Exercise task: Reproduce the items below verbatim, omitting the pictures.

---*---

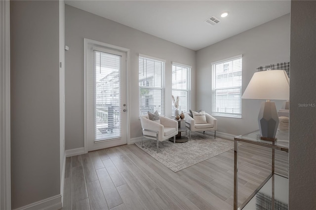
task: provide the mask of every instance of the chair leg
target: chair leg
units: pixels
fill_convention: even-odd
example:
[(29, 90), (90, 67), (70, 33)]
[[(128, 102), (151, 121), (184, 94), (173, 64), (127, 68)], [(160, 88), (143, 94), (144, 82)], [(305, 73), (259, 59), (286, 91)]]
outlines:
[(140, 143), (140, 146), (143, 147), (143, 136), (142, 136), (142, 142)]

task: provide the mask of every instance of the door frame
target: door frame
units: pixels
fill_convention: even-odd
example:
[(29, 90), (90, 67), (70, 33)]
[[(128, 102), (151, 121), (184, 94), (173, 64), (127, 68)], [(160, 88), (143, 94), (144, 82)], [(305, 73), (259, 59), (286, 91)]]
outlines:
[(126, 53), (126, 108), (127, 111), (126, 113), (126, 131), (122, 131), (122, 132), (126, 132), (126, 142), (128, 144), (130, 143), (130, 114), (129, 114), (129, 66), (130, 66), (130, 50), (129, 49), (125, 48), (124, 47), (119, 47), (118, 46), (113, 45), (110, 44), (107, 44), (103, 42), (101, 42), (98, 41), (95, 41), (88, 38), (83, 38), (83, 66), (84, 66), (84, 74), (83, 74), (83, 92), (84, 92), (84, 153), (88, 152), (88, 136), (87, 136), (87, 71), (88, 70), (87, 67), (87, 52), (88, 50), (88, 44), (95, 44), (102, 47), (106, 47), (108, 48), (111, 48), (115, 50), (118, 50), (123, 52)]
[(10, 1), (0, 1), (0, 209), (11, 209)]

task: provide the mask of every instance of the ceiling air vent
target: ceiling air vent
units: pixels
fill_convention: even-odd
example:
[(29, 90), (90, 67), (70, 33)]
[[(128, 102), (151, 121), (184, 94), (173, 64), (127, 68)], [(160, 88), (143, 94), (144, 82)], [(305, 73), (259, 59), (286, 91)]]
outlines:
[(210, 18), (208, 18), (207, 20), (205, 20), (205, 22), (214, 26), (214, 25), (216, 25), (217, 24), (219, 23), (219, 20), (215, 16), (212, 16)]

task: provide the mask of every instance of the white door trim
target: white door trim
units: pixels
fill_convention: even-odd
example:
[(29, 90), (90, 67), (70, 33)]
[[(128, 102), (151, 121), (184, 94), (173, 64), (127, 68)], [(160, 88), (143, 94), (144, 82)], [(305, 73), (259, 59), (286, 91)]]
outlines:
[[(118, 51), (120, 51), (123, 52), (126, 54), (126, 109), (128, 111), (129, 107), (129, 58), (130, 58), (130, 50), (129, 49), (125, 48), (124, 47), (121, 47), (118, 46), (113, 45), (110, 44), (107, 44), (103, 42), (101, 42), (98, 41), (95, 41), (91, 39), (89, 39), (87, 38), (83, 38), (83, 66), (84, 66), (84, 73), (83, 73), (83, 93), (84, 93), (84, 153), (86, 153), (88, 152), (88, 137), (87, 134), (87, 51), (88, 49), (88, 44), (93, 44), (95, 45), (98, 45), (99, 46), (102, 46), (103, 47), (107, 47), (108, 48), (111, 48), (114, 50), (117, 50)], [(126, 141), (127, 144), (129, 144), (130, 142), (130, 115), (129, 112), (126, 112)]]
[(10, 1), (0, 1), (0, 209), (11, 209)]

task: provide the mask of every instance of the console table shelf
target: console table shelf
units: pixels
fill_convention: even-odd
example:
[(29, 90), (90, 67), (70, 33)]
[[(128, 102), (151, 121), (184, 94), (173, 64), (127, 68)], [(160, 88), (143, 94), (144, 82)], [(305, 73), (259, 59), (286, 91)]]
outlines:
[[(268, 141), (260, 139), (260, 134), (259, 130), (250, 133), (235, 137), (234, 138), (234, 210), (242, 209), (264, 185), (268, 180), (272, 180), (272, 209), (275, 209), (275, 150), (278, 150), (288, 153), (288, 131), (278, 131), (276, 137), (276, 141)], [(238, 207), (238, 141), (255, 144), (260, 146), (268, 147), (272, 149), (271, 174), (260, 185), (254, 193), (247, 199), (240, 207)]]

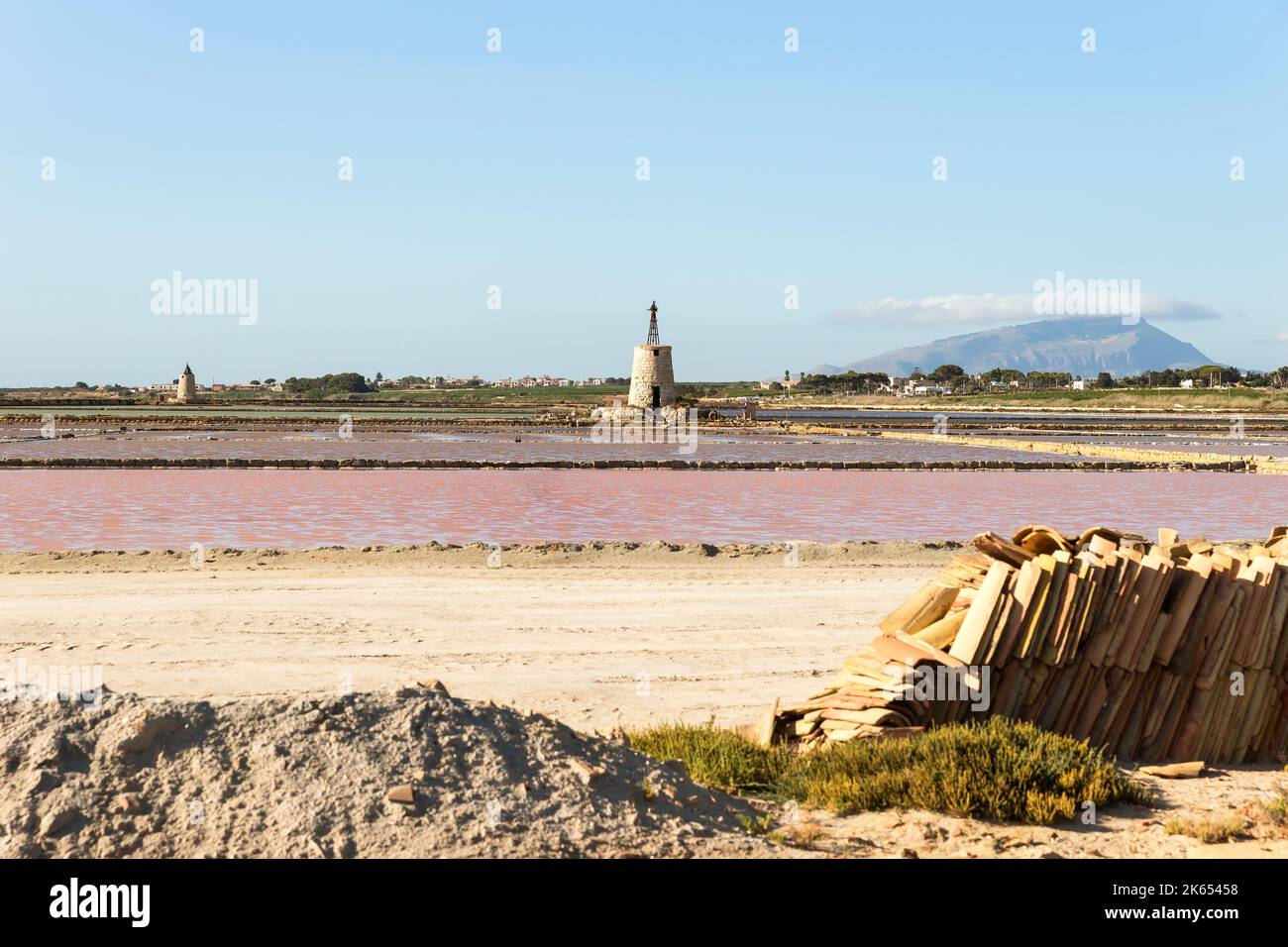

---*---

Task solution:
task: provide the mask of every instance of the chair leg
target: chair leg
units: pixels
fill_convention: even-odd
example:
[(29, 90), (90, 67), (70, 33)]
[[(128, 102), (151, 121), (184, 94), (173, 64), (127, 68)], [(160, 88), (143, 94), (144, 82)], [(305, 73), (259, 59), (286, 91)]]
outlines:
[(140, 143), (140, 146), (143, 147), (143, 136), (142, 136), (142, 142)]

task: provide the mask of every instance of the door frame
target: door frame
units: pixels
fill_convention: even-odd
example:
[(29, 90), (90, 67), (70, 33)]
[[(128, 102), (151, 121), (184, 94), (173, 64), (127, 68)], [(160, 88), (143, 94), (144, 82)], [(305, 73), (259, 59), (286, 91)]]
outlines:
[(126, 53), (126, 108), (127, 111), (126, 113), (126, 131), (122, 131), (122, 132), (126, 132), (126, 142), (128, 144), (130, 143), (130, 114), (129, 114), (129, 66), (130, 66), (130, 50), (129, 49), (125, 48), (124, 47), (119, 47), (118, 46), (113, 45), (110, 44), (107, 44), (103, 42), (101, 42), (98, 41), (95, 41), (88, 38), (83, 38), (83, 66), (84, 66), (84, 74), (83, 74), (83, 92), (84, 92), (84, 153), (88, 152), (88, 136), (87, 136), (87, 71), (88, 70), (87, 67), (87, 52), (88, 50), (88, 44), (95, 44), (102, 47), (106, 47), (108, 48), (111, 48), (115, 50), (118, 50), (123, 52)]
[(10, 1), (0, 1), (0, 209), (11, 209)]

task: provide the mask of every instance of the ceiling air vent
target: ceiling air vent
units: pixels
fill_convention: even-odd
example:
[(29, 90), (90, 67), (70, 33)]
[[(128, 102), (151, 121), (184, 94), (173, 64), (127, 68)], [(160, 88), (143, 94), (144, 82)], [(305, 73), (259, 59), (286, 91)]]
outlines:
[(210, 18), (208, 18), (207, 20), (205, 20), (205, 22), (214, 26), (214, 25), (216, 25), (217, 24), (219, 23), (219, 20), (215, 16), (212, 16)]

task: provide the mask of every instance of the white door trim
target: white door trim
units: pixels
fill_convention: even-odd
example:
[(29, 90), (90, 67), (70, 33)]
[[(128, 102), (151, 121), (184, 94), (173, 64), (127, 68)], [(160, 88), (143, 94), (144, 82)], [(305, 73), (259, 59), (286, 91)]]
outlines:
[[(118, 51), (120, 51), (123, 52), (126, 54), (126, 109), (128, 111), (129, 107), (129, 58), (130, 58), (130, 50), (129, 49), (125, 48), (124, 47), (121, 47), (118, 46), (113, 45), (110, 44), (107, 44), (103, 42), (101, 42), (98, 41), (95, 41), (91, 39), (89, 39), (87, 38), (83, 38), (83, 66), (84, 66), (84, 73), (83, 73), (83, 93), (84, 93), (84, 153), (86, 153), (88, 152), (88, 137), (87, 134), (87, 51), (88, 49), (88, 44), (93, 44), (95, 45), (98, 45), (99, 46), (102, 46), (103, 47), (107, 47), (108, 48), (111, 48), (114, 50), (117, 50)], [(126, 141), (127, 144), (129, 144), (130, 142), (130, 115), (129, 112), (126, 112)]]
[(10, 1), (0, 1), (0, 209), (11, 209)]

task: provide the mask of every instance of the console table shelf
target: console table shelf
units: pixels
fill_convention: even-odd
example:
[(29, 90), (90, 67), (70, 33)]
[[(128, 102), (151, 121), (184, 94), (173, 64), (127, 68)], [(160, 88), (143, 94), (144, 82)], [(305, 73), (259, 59), (286, 91)]]
outlines:
[[(268, 141), (260, 139), (260, 134), (259, 130), (250, 133), (235, 137), (234, 138), (234, 210), (242, 209), (264, 185), (268, 180), (272, 180), (272, 209), (275, 209), (275, 150), (278, 150), (288, 153), (288, 131), (278, 131), (276, 137), (276, 141)], [(238, 207), (238, 141), (255, 144), (260, 146), (268, 147), (272, 149), (271, 174), (260, 185), (254, 193), (247, 199), (240, 207)]]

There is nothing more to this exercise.